Job: Reproduce word for word the part of the records that starts with the line containing "the white background" and continues to the end of the records.

─── Record set

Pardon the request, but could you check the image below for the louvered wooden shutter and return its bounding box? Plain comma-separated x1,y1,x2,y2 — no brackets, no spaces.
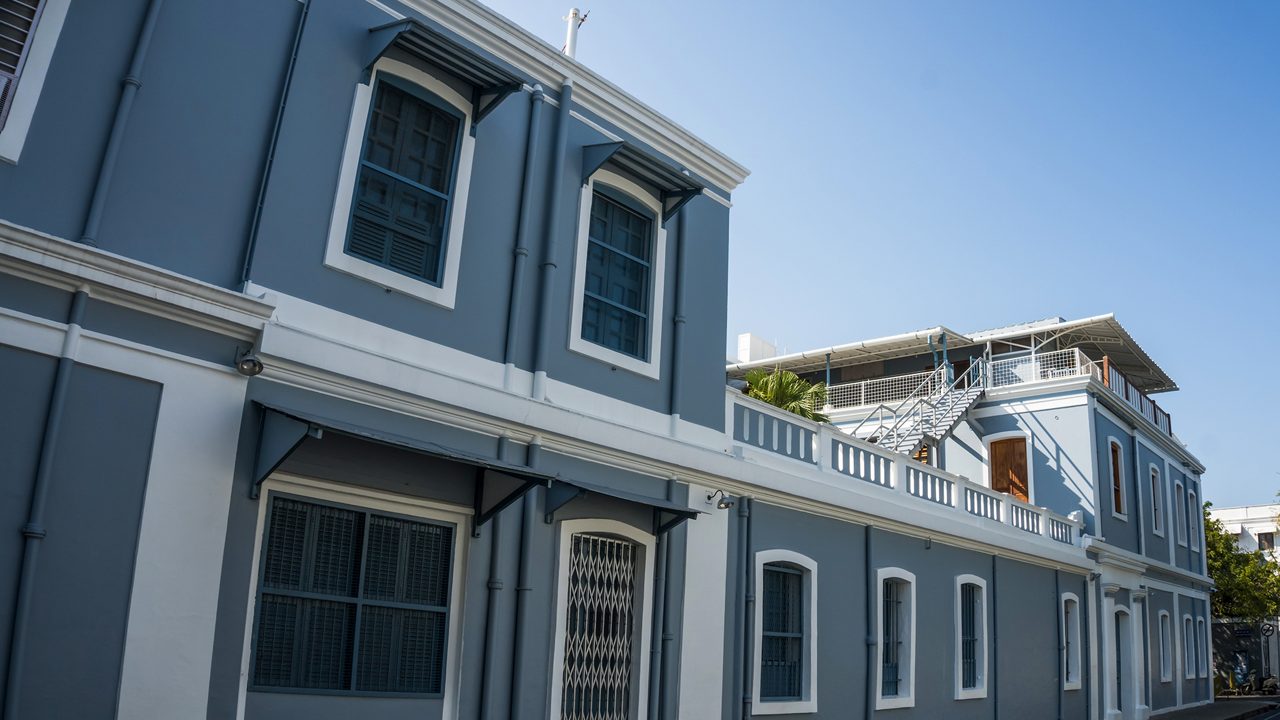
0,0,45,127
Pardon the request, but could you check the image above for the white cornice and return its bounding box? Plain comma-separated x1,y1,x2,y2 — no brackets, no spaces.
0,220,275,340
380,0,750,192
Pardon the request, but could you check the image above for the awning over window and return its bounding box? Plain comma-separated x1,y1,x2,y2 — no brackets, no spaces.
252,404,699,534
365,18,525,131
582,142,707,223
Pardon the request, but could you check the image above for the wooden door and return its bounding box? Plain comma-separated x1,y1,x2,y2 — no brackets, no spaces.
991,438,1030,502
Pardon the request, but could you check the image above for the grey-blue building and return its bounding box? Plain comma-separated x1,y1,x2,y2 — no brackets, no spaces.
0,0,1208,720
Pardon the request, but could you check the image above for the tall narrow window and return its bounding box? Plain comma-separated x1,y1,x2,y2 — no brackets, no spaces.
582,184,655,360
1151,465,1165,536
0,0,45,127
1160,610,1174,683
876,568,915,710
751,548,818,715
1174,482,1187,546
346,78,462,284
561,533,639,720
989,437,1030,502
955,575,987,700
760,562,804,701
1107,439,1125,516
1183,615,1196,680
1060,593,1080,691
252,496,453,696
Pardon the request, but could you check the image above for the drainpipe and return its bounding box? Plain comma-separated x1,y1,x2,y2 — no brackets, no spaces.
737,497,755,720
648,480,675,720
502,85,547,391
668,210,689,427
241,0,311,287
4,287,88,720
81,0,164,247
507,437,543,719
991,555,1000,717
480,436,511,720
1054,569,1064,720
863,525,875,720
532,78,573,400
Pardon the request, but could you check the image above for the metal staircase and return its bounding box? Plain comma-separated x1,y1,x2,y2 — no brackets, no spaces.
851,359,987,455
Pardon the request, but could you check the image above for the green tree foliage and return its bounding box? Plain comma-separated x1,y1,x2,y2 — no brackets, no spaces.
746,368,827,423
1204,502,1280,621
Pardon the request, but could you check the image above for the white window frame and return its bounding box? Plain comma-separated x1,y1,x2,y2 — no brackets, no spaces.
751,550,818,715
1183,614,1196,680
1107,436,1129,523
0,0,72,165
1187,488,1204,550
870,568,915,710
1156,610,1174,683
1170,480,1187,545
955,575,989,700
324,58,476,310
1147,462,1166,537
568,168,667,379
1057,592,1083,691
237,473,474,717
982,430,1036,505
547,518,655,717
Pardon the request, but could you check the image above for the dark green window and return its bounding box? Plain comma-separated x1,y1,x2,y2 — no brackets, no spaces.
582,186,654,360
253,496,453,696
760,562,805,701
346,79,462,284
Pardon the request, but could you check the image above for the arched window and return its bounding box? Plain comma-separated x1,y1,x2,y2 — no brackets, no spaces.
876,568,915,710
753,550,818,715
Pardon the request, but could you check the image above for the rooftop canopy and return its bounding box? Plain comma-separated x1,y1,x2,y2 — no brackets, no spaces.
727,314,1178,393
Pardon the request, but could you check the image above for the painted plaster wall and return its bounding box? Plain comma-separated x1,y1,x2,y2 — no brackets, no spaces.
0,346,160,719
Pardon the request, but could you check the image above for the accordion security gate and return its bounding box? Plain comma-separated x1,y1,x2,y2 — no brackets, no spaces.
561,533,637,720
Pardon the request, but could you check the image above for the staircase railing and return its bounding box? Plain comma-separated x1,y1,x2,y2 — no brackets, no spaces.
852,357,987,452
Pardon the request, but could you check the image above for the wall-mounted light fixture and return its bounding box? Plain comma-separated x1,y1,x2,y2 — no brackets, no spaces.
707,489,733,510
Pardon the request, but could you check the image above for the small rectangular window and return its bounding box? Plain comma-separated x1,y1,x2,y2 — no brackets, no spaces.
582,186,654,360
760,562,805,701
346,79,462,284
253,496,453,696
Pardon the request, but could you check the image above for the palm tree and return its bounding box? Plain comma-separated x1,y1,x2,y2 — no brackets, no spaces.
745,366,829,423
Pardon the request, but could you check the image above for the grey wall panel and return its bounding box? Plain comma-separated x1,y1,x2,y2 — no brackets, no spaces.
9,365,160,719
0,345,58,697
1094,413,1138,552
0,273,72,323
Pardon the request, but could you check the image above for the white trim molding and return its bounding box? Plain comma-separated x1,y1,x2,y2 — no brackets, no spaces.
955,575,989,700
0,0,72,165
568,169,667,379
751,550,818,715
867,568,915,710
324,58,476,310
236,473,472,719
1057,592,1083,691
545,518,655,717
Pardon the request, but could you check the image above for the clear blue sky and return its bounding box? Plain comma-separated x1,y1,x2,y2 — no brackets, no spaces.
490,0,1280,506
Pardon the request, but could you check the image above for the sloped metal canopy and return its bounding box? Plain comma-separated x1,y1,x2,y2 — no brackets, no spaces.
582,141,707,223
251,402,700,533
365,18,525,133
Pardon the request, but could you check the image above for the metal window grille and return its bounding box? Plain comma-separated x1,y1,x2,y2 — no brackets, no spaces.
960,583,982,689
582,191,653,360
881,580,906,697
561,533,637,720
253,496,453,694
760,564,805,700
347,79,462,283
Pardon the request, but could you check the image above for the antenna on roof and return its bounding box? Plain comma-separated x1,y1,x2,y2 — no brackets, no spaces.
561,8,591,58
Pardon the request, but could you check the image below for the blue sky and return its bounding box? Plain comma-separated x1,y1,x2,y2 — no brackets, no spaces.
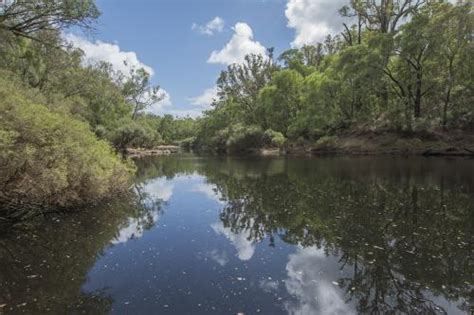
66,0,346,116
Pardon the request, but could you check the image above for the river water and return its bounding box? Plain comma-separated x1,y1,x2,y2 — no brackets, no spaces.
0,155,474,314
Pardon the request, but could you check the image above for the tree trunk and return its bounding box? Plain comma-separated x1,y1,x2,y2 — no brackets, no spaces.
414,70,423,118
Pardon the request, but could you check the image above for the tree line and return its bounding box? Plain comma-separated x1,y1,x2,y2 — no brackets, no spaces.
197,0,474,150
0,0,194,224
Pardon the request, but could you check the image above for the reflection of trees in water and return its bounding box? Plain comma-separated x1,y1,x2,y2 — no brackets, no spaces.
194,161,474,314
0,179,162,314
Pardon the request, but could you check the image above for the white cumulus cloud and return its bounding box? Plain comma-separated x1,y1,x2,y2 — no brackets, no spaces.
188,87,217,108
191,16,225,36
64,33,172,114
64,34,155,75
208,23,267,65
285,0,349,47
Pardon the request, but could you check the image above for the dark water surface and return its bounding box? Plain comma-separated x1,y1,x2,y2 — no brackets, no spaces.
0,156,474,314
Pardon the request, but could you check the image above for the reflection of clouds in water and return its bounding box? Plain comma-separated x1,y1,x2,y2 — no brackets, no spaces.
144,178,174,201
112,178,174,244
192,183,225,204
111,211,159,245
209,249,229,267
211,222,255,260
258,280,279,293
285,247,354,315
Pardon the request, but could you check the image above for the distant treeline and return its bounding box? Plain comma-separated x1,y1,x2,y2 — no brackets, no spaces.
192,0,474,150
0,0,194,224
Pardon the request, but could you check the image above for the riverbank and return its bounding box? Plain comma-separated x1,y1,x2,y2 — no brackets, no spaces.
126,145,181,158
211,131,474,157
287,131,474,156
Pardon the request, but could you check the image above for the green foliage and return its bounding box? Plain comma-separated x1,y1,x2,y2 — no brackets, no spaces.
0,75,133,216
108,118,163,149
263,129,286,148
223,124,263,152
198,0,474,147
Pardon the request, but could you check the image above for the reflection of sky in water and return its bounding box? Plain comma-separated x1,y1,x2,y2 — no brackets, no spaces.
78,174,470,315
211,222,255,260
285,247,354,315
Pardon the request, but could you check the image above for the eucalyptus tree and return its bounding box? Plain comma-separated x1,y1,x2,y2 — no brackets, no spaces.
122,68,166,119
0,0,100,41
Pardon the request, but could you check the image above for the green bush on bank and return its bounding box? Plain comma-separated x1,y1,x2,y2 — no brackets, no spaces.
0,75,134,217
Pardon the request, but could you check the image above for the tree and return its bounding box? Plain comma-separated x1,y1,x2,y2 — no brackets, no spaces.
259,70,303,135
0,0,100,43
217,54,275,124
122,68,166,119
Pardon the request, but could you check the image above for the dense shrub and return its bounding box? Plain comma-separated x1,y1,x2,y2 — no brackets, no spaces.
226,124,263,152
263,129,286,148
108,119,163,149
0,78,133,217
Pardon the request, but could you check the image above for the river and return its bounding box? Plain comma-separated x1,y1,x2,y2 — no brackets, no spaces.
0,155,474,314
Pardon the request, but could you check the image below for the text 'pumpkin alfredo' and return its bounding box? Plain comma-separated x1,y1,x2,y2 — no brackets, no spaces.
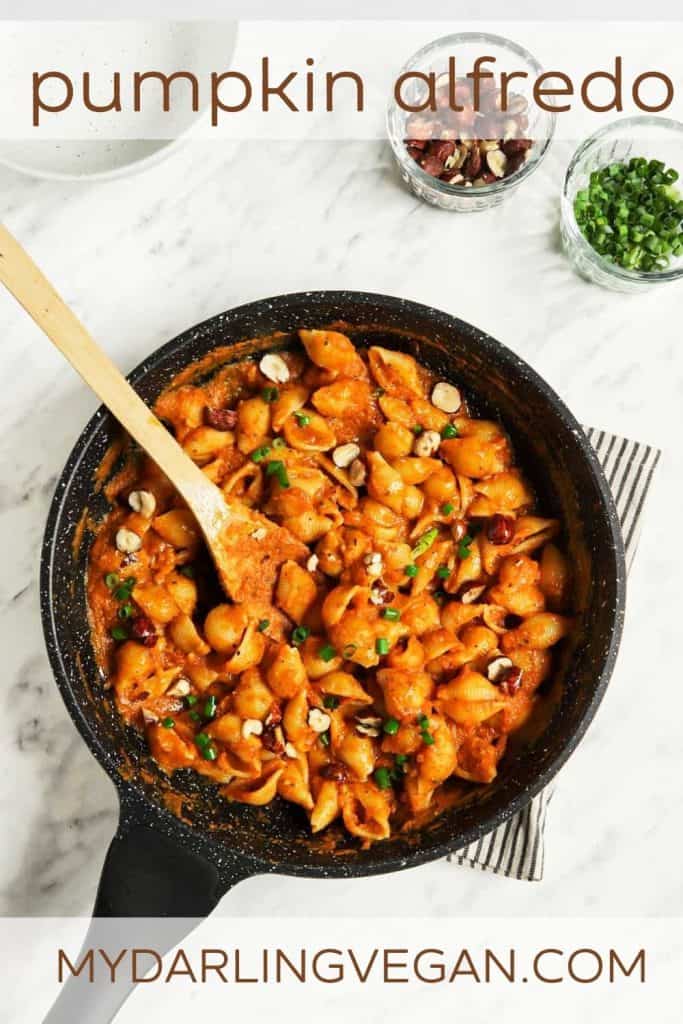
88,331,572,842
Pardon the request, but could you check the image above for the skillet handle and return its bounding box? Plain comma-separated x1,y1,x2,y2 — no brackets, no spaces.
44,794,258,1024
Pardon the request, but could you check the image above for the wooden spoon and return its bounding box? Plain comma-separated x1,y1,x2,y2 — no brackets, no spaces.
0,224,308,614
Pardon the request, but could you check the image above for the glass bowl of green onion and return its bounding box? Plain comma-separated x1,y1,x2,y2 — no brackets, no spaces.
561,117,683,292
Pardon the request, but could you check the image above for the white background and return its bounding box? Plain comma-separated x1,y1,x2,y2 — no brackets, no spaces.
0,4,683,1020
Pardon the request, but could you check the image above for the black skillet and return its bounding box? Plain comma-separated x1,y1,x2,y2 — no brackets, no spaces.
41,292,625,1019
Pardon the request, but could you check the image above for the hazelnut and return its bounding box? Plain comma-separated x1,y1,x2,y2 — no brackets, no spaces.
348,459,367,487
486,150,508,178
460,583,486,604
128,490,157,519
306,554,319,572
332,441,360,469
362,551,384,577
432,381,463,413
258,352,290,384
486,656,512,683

──────

Expected answer:
Pardon the request, but could you check the image above for the white background and return its bounding box? Plain comma-separated x1,y1,x2,y2 — no brackets, no spaces.
0,4,683,1020
Pardon the request, but could you check the image above for the black skillet and return its bounding box? Plain comma-separated x1,y1,x2,y2 — no brackets, no spaces.
41,292,625,1019
Pardon the request, but could you check the image above for the hazelnut and return its bounding box? Plain comma-separated x1,y1,x2,y2 — no brackets, no spaces.
348,459,367,487
486,150,508,178
460,583,486,604
128,490,157,519
306,554,319,572
332,441,360,469
362,551,384,577
432,381,463,413
258,352,290,384
486,656,512,683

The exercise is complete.